▶ **Aim of the task**: Render the entries below as a Markdown table with the columns "Row" and "Line", from the line with "Write the exact" up to and including the line with "positive clicks: (28, 314)". Number each line and skip any blank ones.

Segment Start: Input material

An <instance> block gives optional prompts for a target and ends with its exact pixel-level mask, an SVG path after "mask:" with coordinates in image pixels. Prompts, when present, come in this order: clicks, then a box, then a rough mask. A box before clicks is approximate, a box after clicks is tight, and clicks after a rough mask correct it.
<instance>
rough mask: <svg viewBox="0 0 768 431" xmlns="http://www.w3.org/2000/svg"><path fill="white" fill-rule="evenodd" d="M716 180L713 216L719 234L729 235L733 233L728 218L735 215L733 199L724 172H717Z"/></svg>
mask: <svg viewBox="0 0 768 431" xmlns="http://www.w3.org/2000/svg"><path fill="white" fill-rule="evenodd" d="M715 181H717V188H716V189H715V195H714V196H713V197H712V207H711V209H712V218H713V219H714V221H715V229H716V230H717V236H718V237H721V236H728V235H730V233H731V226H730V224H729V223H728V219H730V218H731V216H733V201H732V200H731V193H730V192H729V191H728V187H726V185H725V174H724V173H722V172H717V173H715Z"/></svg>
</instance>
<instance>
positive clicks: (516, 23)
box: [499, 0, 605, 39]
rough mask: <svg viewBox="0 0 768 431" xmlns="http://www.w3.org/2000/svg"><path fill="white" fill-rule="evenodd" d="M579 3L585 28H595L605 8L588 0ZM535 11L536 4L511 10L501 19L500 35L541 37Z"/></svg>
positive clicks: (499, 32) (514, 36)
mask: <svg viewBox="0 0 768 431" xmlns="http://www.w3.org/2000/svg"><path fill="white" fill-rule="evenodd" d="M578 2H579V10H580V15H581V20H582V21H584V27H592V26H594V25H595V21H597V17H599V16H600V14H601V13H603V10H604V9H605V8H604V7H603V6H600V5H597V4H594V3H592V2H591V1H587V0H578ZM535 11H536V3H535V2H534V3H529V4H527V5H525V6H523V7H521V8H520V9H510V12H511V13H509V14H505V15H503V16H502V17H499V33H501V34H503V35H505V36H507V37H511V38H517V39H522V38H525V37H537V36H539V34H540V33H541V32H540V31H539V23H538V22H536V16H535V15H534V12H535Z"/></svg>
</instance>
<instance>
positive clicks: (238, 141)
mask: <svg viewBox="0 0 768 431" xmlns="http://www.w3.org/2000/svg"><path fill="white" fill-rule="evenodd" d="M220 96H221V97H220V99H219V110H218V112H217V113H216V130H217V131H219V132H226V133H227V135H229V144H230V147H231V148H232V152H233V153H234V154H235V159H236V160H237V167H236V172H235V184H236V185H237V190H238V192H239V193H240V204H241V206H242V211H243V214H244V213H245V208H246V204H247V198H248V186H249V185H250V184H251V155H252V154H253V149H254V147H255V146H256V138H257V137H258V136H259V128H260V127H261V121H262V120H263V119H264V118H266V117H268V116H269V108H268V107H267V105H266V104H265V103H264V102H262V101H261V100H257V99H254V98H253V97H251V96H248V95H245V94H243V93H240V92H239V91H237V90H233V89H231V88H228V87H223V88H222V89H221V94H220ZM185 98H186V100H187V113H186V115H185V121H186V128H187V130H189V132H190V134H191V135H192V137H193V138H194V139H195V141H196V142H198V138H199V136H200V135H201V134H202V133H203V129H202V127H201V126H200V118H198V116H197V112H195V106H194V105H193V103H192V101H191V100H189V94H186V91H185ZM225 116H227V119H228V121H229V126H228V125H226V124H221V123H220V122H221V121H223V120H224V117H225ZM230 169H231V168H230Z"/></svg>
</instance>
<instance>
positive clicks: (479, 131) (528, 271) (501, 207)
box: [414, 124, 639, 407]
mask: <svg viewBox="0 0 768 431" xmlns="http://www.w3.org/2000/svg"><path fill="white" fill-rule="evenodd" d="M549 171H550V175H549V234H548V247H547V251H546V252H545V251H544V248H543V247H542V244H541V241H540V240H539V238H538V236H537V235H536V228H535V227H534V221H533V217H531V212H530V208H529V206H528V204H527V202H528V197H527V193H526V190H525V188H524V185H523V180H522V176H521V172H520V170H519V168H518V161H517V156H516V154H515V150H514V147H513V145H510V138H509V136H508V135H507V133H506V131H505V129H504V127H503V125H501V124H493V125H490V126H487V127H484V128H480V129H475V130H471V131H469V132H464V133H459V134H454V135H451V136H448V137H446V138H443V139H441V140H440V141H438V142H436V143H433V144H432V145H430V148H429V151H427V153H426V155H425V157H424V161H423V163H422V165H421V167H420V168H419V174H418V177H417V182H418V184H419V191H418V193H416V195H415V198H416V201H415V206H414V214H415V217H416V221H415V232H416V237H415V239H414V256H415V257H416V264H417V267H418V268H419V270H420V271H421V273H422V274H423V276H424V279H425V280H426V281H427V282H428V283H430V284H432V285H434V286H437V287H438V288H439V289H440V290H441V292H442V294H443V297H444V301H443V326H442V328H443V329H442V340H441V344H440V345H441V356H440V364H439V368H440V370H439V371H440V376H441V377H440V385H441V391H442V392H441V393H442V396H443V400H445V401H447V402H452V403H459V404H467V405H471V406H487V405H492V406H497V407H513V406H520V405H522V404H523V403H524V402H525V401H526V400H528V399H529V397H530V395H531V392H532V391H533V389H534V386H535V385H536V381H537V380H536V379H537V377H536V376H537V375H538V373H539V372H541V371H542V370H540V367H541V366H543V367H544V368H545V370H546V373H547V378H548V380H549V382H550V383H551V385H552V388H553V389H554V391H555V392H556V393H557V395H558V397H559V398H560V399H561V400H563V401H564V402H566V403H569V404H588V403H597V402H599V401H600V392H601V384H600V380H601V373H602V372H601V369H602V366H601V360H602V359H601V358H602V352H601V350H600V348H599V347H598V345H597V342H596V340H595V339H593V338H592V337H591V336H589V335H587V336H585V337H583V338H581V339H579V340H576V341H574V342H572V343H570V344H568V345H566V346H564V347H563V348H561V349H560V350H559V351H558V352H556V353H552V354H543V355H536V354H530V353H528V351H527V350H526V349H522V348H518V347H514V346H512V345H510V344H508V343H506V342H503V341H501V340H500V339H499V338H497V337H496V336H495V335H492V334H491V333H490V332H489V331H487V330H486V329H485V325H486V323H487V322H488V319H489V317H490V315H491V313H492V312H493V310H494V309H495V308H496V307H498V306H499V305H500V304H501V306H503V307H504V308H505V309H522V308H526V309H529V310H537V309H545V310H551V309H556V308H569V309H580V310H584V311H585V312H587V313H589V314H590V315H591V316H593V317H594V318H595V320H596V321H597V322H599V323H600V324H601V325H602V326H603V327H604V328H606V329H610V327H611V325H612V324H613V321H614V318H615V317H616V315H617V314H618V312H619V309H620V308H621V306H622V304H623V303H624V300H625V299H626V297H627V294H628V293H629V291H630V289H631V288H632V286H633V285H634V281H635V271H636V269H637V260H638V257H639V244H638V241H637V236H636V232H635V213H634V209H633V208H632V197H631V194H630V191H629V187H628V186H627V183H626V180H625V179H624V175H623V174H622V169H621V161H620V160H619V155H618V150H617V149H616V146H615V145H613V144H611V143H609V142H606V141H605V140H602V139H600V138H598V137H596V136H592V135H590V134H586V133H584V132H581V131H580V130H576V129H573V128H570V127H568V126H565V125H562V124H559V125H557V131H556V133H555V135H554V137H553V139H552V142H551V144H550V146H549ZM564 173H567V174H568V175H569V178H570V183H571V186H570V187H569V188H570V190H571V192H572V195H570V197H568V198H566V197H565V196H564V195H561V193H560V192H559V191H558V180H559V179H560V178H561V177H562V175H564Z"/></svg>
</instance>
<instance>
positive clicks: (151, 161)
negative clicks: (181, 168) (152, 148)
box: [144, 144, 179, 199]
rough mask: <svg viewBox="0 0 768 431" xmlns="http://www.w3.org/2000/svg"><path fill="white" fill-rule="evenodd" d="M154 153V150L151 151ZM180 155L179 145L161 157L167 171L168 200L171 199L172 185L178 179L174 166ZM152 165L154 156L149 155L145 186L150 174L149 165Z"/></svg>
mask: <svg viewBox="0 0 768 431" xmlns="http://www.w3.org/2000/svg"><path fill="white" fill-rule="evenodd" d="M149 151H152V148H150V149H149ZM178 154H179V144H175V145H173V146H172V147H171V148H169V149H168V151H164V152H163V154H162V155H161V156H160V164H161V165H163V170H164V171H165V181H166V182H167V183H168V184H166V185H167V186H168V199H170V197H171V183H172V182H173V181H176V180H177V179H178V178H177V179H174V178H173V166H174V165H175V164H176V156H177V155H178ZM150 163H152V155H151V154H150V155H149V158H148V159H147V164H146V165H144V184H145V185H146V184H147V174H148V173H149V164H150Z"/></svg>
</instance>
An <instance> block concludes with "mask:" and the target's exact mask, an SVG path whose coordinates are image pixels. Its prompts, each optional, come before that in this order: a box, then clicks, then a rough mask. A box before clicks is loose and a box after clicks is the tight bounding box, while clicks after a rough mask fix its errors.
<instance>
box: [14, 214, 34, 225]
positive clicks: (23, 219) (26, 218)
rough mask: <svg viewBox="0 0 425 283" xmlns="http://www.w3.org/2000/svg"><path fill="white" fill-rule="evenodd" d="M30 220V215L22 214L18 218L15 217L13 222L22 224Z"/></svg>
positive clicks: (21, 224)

Segment End: Input material
Segment Start: Input material

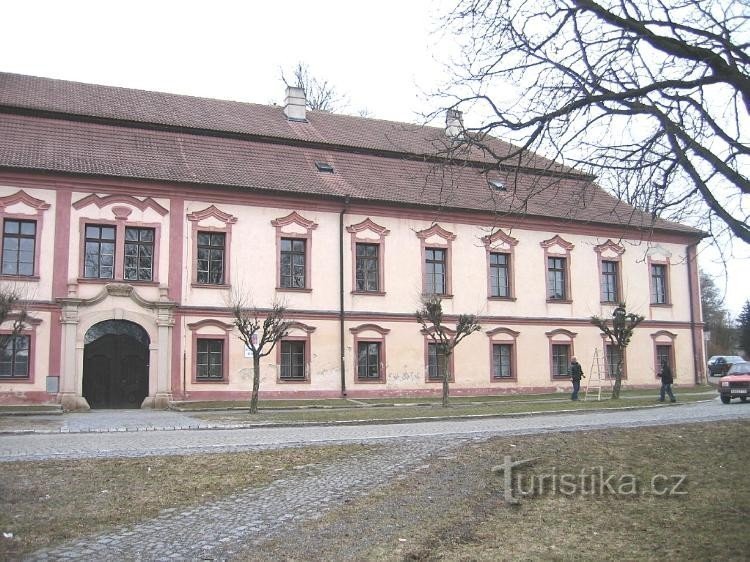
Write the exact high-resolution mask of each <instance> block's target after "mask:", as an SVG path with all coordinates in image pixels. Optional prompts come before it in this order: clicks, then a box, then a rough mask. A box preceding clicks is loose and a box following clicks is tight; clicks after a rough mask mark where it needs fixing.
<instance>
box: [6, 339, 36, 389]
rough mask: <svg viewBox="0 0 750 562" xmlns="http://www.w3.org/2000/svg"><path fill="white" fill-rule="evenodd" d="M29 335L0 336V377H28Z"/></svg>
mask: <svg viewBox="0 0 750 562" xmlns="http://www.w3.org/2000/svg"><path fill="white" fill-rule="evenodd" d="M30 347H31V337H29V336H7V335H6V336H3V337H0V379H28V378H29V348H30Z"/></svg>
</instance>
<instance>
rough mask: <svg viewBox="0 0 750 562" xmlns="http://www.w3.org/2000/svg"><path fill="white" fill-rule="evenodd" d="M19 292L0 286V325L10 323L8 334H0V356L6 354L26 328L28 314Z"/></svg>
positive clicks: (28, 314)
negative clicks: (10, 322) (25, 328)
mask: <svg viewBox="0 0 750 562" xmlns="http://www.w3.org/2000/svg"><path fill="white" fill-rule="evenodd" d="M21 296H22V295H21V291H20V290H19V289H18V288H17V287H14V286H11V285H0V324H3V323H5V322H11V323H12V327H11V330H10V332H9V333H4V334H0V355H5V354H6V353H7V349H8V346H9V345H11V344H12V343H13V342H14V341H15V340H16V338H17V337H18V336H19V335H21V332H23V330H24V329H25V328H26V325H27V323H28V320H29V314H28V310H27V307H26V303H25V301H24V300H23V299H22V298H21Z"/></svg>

Segment End: Input material

▶ **Output of the task**:
| Row | Line |
|---|---|
| 1 | Write the exact high-resolution mask of each <instance> block's target after "mask:", as an SVG path with all coordinates in image pixels. Optional prompts come before it in this order: clicks, then a box, then a rough mask. A box preceding clicks is loose and a box following clicks is tight; clicks after a rough mask mark where it needs fixing. |
| 2 | <instance> |
| 3 | box: [6, 339, 36, 389] |
| 4 | rough mask: <svg viewBox="0 0 750 562" xmlns="http://www.w3.org/2000/svg"><path fill="white" fill-rule="evenodd" d="M29 335L0 336V377H28Z"/></svg> |
| 5 | mask: <svg viewBox="0 0 750 562" xmlns="http://www.w3.org/2000/svg"><path fill="white" fill-rule="evenodd" d="M30 347H31V337H29V336H7V335H6V336H3V337H0V379H28V378H29V348H30Z"/></svg> |
| 6 | </instance> |
| 7 | <instance> |
| 8 | rough mask: <svg viewBox="0 0 750 562" xmlns="http://www.w3.org/2000/svg"><path fill="white" fill-rule="evenodd" d="M19 292L0 286V325L10 323L8 334H0V356L6 354L26 328L28 314Z"/></svg> |
| 9 | positive clicks: (28, 314) |